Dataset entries
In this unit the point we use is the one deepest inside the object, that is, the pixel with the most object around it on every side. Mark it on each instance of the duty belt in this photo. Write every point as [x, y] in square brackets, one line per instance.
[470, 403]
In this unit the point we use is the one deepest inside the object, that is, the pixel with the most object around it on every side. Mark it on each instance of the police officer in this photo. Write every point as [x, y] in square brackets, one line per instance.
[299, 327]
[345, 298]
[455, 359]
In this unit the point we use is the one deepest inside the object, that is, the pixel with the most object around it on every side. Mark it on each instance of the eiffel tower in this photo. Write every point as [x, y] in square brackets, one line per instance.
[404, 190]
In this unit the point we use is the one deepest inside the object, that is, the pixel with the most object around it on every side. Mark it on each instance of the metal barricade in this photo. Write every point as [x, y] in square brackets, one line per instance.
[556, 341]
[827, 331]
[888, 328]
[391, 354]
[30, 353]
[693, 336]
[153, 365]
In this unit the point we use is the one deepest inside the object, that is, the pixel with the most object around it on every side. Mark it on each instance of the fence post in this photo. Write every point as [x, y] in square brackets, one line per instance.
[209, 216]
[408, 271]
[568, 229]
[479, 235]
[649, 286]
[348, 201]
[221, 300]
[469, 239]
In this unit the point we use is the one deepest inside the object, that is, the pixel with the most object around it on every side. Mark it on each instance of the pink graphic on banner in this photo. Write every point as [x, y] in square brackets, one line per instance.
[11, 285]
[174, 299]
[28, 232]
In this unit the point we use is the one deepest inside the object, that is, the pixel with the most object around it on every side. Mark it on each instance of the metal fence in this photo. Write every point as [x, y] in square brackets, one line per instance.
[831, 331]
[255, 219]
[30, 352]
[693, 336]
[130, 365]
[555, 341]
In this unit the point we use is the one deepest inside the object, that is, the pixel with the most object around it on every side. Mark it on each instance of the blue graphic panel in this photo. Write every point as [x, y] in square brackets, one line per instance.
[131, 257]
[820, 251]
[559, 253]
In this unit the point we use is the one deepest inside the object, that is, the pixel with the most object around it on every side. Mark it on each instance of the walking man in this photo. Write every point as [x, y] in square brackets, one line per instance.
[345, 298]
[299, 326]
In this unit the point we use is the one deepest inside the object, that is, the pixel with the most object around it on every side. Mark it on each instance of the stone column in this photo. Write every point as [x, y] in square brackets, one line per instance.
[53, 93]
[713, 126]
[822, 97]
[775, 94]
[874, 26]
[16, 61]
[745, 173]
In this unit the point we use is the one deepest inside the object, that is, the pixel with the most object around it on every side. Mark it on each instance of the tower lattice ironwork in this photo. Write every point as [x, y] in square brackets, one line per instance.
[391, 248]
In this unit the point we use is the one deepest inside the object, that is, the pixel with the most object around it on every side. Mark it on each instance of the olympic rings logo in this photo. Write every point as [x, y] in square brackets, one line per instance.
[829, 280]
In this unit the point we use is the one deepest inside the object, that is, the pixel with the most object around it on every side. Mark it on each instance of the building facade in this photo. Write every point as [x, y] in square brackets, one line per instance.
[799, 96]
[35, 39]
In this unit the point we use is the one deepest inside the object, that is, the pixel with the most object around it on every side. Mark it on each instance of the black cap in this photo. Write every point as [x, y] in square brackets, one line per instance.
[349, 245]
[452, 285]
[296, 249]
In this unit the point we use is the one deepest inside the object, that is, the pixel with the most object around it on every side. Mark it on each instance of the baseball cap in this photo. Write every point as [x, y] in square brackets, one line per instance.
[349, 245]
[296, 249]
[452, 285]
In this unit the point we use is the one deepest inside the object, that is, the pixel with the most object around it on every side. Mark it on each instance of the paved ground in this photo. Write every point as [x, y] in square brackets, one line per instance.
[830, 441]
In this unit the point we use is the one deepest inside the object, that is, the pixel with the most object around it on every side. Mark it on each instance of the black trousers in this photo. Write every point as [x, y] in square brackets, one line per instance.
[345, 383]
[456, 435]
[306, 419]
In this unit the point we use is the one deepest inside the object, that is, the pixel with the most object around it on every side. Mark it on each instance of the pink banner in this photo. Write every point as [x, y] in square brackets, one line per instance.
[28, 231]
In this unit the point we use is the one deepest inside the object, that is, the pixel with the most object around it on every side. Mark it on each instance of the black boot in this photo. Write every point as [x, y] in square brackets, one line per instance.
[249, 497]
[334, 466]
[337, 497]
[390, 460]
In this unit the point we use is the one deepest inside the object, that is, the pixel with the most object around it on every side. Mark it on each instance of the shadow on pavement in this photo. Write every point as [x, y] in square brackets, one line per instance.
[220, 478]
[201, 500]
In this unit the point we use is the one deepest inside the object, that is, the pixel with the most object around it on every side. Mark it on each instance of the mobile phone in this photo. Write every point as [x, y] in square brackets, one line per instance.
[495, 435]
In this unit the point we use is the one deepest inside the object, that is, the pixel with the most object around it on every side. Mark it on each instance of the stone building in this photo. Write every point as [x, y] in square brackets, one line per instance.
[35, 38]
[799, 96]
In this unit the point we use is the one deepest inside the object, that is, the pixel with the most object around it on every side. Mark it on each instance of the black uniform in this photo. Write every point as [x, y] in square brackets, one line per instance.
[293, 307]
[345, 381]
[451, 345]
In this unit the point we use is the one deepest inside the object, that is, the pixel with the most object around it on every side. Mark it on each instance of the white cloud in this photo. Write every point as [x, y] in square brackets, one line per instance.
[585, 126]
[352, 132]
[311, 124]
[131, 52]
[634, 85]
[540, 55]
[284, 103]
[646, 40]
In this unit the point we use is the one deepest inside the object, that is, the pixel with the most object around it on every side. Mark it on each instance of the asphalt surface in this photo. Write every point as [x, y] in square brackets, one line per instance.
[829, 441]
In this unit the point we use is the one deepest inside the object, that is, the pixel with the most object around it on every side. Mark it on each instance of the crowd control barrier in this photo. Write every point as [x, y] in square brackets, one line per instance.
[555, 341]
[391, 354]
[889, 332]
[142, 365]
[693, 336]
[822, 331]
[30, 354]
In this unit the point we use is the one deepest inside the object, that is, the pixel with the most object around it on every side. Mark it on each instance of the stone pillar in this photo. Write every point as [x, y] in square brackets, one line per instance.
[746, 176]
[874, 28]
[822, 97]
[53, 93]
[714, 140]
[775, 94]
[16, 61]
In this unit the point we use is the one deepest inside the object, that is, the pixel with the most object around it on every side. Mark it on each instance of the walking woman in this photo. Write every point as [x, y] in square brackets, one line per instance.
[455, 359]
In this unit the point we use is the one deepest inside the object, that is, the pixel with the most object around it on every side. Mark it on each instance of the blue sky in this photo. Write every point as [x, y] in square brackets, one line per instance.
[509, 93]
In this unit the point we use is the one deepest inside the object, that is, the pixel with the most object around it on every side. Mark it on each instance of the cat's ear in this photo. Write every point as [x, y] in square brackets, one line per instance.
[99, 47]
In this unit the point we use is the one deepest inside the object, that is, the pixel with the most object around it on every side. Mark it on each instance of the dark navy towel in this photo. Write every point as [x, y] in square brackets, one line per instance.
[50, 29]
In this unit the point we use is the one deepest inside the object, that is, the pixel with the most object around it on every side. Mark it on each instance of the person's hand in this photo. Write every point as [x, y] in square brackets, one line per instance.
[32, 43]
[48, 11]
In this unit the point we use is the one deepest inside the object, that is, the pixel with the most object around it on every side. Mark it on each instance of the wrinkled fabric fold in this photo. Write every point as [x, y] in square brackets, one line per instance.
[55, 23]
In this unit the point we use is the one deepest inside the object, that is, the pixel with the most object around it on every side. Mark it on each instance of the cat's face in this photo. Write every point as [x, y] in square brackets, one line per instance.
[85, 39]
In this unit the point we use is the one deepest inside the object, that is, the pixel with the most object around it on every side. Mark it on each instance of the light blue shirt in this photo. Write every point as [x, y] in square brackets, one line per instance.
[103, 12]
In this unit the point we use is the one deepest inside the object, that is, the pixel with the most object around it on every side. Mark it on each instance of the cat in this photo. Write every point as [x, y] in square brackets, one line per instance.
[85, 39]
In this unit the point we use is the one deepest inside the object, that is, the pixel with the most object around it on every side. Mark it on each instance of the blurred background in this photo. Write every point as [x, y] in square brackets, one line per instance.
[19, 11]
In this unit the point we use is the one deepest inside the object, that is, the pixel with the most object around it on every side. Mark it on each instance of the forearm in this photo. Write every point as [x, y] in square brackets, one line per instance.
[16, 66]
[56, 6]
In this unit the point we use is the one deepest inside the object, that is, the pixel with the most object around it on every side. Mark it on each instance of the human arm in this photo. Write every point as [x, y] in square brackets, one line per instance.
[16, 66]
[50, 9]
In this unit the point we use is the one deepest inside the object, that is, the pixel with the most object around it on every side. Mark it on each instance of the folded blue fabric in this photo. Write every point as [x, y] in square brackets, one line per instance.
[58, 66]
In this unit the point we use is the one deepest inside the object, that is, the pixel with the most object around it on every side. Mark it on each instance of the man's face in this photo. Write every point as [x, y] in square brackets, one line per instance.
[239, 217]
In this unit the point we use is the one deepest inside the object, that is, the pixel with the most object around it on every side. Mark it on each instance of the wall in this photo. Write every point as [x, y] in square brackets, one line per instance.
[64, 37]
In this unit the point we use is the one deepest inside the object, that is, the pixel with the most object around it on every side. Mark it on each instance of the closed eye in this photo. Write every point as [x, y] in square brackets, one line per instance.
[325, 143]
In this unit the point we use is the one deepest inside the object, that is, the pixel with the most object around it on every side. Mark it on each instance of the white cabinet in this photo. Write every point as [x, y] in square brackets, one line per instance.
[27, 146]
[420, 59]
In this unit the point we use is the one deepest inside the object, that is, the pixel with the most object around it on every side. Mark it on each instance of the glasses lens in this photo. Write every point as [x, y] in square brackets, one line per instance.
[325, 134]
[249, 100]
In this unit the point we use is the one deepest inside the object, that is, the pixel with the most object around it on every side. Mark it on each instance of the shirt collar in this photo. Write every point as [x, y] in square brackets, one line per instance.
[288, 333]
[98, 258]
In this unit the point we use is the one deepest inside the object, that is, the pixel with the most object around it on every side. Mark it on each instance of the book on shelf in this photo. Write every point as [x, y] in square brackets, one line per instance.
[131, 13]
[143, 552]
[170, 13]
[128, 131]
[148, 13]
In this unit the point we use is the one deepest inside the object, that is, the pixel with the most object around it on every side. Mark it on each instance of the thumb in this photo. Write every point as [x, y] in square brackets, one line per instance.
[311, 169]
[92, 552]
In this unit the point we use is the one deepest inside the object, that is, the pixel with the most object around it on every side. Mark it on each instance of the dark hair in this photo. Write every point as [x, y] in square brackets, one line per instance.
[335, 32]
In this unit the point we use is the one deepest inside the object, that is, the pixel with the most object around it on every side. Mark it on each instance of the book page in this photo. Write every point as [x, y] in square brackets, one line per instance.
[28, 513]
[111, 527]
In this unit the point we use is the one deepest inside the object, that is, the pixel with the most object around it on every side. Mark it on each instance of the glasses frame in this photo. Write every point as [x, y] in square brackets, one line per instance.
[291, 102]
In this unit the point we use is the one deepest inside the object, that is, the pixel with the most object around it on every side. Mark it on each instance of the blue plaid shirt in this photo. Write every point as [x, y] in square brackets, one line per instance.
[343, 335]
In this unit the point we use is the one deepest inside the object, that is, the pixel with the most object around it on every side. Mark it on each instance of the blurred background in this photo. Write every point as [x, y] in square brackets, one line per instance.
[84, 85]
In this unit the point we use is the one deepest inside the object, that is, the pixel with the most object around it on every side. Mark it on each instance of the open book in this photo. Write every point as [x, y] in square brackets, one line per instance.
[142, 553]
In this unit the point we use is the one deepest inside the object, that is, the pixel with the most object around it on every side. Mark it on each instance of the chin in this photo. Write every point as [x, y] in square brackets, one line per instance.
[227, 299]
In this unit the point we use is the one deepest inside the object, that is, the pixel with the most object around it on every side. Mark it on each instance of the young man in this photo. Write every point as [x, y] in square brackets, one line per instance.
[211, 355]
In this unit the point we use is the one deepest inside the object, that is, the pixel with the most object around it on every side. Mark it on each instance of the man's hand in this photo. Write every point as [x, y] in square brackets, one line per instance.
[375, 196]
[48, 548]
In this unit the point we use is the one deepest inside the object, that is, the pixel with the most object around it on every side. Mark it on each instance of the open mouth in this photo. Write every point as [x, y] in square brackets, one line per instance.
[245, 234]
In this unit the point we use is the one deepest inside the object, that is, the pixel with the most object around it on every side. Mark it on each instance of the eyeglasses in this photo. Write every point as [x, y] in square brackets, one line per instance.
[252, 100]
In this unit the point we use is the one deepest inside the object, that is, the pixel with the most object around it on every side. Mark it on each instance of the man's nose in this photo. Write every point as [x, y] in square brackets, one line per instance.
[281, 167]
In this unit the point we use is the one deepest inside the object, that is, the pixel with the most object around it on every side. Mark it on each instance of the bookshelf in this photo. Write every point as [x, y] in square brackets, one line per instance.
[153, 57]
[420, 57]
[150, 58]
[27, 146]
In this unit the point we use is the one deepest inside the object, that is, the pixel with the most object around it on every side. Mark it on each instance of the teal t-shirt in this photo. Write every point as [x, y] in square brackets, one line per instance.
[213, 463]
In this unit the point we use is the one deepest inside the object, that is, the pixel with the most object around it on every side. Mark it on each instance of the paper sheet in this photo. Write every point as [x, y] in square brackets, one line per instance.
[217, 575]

_Task to complete:_ Quote exactly what appears from the line containing "of the bookshelf" through the final line of the listing above, including both of those lines.

_Final result:_
In this unit the point we use is the one deepest inside the object, that is, the pixel with the most object around it on every side. Mark it on each instance of the bookshelf in this photo. Write every point as [x, y] in square brackets, one line per instance.
[153, 57]
[420, 57]
[150, 58]
[27, 146]
In this unit the point we use is the one deepest inside the object, that is, the pixel with the most object around it on every side. Mark it on each instance of the teal t-shirt in this photo. Write every point as [x, y] in square brackets, one line per instance.
[213, 463]
In this unit the point we use is the one deepest inside the object, that is, the pixel with the most object around it on every side. Mark it on each instance of the paper sheet in this photo. Write every point as [x, y] in square brackets, one line per instance.
[217, 575]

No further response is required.